SOURCE DATA START
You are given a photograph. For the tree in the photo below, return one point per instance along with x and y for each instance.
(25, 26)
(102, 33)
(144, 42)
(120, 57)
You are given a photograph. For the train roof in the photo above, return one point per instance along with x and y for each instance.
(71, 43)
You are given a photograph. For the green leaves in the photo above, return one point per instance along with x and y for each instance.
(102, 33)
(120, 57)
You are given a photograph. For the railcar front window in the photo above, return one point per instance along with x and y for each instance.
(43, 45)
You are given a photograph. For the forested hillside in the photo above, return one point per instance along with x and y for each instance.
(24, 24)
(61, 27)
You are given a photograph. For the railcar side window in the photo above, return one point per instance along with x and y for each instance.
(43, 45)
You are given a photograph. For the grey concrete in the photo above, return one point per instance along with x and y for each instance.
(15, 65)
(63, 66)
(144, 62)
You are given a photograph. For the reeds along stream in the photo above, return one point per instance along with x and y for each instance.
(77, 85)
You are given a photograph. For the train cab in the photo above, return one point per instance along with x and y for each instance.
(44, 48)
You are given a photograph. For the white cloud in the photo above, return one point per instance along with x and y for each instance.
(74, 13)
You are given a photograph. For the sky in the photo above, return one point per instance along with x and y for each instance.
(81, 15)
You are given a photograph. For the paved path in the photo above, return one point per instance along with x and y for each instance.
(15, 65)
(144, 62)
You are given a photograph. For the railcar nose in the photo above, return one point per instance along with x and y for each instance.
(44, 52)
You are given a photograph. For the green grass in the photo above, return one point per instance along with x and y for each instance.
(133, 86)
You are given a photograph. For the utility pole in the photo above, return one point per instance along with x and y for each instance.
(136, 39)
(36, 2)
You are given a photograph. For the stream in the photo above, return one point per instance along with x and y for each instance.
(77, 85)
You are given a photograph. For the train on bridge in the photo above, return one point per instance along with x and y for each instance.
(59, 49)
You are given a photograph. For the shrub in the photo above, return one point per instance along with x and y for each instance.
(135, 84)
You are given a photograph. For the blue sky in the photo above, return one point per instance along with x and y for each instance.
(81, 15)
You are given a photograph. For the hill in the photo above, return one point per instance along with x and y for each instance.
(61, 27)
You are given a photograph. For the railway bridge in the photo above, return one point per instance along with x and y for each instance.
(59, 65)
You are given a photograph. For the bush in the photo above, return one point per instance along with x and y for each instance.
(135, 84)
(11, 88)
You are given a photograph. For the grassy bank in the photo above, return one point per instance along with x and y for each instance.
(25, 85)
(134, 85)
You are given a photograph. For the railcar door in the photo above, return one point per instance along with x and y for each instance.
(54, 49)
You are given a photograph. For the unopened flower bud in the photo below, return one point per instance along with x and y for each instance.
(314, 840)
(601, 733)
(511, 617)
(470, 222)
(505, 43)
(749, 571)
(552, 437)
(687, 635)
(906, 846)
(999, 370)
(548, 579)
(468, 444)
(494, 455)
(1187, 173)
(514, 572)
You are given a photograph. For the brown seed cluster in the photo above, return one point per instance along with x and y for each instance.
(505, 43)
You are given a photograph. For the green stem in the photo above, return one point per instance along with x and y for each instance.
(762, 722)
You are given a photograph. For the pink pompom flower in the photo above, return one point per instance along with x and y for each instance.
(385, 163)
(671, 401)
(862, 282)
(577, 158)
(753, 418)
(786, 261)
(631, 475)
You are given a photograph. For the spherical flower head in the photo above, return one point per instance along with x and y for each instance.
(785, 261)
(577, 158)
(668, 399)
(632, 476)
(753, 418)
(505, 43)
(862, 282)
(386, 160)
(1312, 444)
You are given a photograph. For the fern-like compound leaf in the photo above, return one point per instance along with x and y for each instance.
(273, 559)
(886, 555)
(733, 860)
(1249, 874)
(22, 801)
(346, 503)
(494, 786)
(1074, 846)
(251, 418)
SOURCE DATA END
◆ WORK TO BE COMPLETED
Copy the data exactly. Leave nothing out.

◆ SOLUTION TO THIS PROBLEM
You are given a photograph. For the tree in the photo below, return one point per instance along with x and y for each instance.
(25, 26)
(102, 33)
(144, 42)
(120, 57)
You are given a photograph. For the train roof in the photo above, return one point per instance along with x and y for each instance.
(71, 43)
You are given a photograph. For the green leaves in the photo above, return one point per instance along with x and y for each instance.
(102, 33)
(120, 57)
You are given a photograph. For the railcar front window in the photo above, return one point per instance along with x and y for each instance.
(43, 45)
You are given a photograph. For the forested hillside in the photo above, return one point per instance along with x and y for each instance.
(24, 24)
(61, 27)
You are given a photograph. For the railcar side window in the photo above, return one point per instance along with x and y for each instance.
(43, 45)
You are given a photograph. For the grey concrete in the photo above, return one point per instance along with x and y for each instance.
(15, 65)
(63, 66)
(144, 62)
You are given a photograph. For the reeds along stream in the photo above, return one point per instance along with x and y for each instance.
(77, 85)
You are given a photograph. For the train cab in the photo above, return one point per instance along with x and y for each instance.
(44, 48)
You are given a photograph. For the white cloud in the photo above, return one point per instance along with x and y for each instance.
(74, 13)
You are given a photograph. For the sky in the photo above, return one point per instance along with x and y for each instance.
(81, 15)
You are given a photograph. For the paved path in the photo above, return one point per instance along with x and y for each instance.
(15, 65)
(144, 62)
You are given a photograph. For the railcar nose in the photo above, return one point per instance along with x and y for each instance.
(44, 52)
You are given a photograph. For the green grass in the photo above, return one point per instance along with x and y for each instance.
(133, 86)
You are given a photograph. For the utility pole in the photo above, return one point per instance along with x and y for each instance.
(136, 39)
(36, 2)
You are given a photograph. For the stream in the photo above, return one point per instance along with x and y for each instance.
(77, 85)
You are given a photograph. For the train on bridge in the photo above, return one point per instance along with x and y for each instance.
(59, 49)
You are given a photograph. For the shrub in the photo above, return one point per instance along with x and y for each instance.
(135, 84)
You are given a photograph. For the blue sky in the photo above, return one point per instance along with x and y for each instance.
(81, 15)
You are given a photograph. For the hill in the photo above, return one point per instance along with x and y for each instance.
(61, 27)
You are given a photograph. For the railway bridge in the photo above, return one point per instance along with x and y for each instance.
(59, 65)
You are given a photograph. For the bush in the photo above, return one point per instance along with x and y for each instance.
(135, 84)
(11, 88)
You are given a photograph. For the grassy bank in the photo above, return one point per instance along with x and y for each instance.
(25, 85)
(134, 85)
You are given a photograph. For the railcar door in the photo above, return one point per instance along with x and y for each instance.
(54, 49)
You are given a photograph. For the unopened flower bud in the photo below, return one point per instance along with x and y for each instance.
(314, 840)
(601, 733)
(511, 617)
(470, 222)
(505, 43)
(749, 571)
(552, 437)
(687, 635)
(906, 846)
(999, 370)
(548, 579)
(468, 444)
(494, 455)
(1187, 173)
(514, 572)
You are given a photograph. For the brown seed cluster in the photo above, return one point per instance along with x and y for each instance.
(505, 43)
You are given a photograph. For the green stem in the photo above, return one point per instance along with x and y for each instance.
(762, 722)
You are given a photograph. For the pink pompom flower in the photo above, return one point per instance along with x and y for each instance.
(385, 163)
(671, 401)
(862, 282)
(577, 158)
(753, 418)
(786, 261)
(631, 475)
You are given a photograph. For the spherical flower head in the photo above, return one point per instance along with x and y for each instance.
(785, 261)
(577, 158)
(668, 399)
(632, 476)
(753, 418)
(505, 43)
(862, 282)
(386, 160)
(1312, 444)
You are given a photograph. For the fern-like compound leaf in the photo above, return one point per instance along with x and y for each instance.
(273, 559)
(886, 555)
(733, 860)
(1249, 874)
(22, 801)
(346, 503)
(494, 786)
(1074, 846)
(251, 418)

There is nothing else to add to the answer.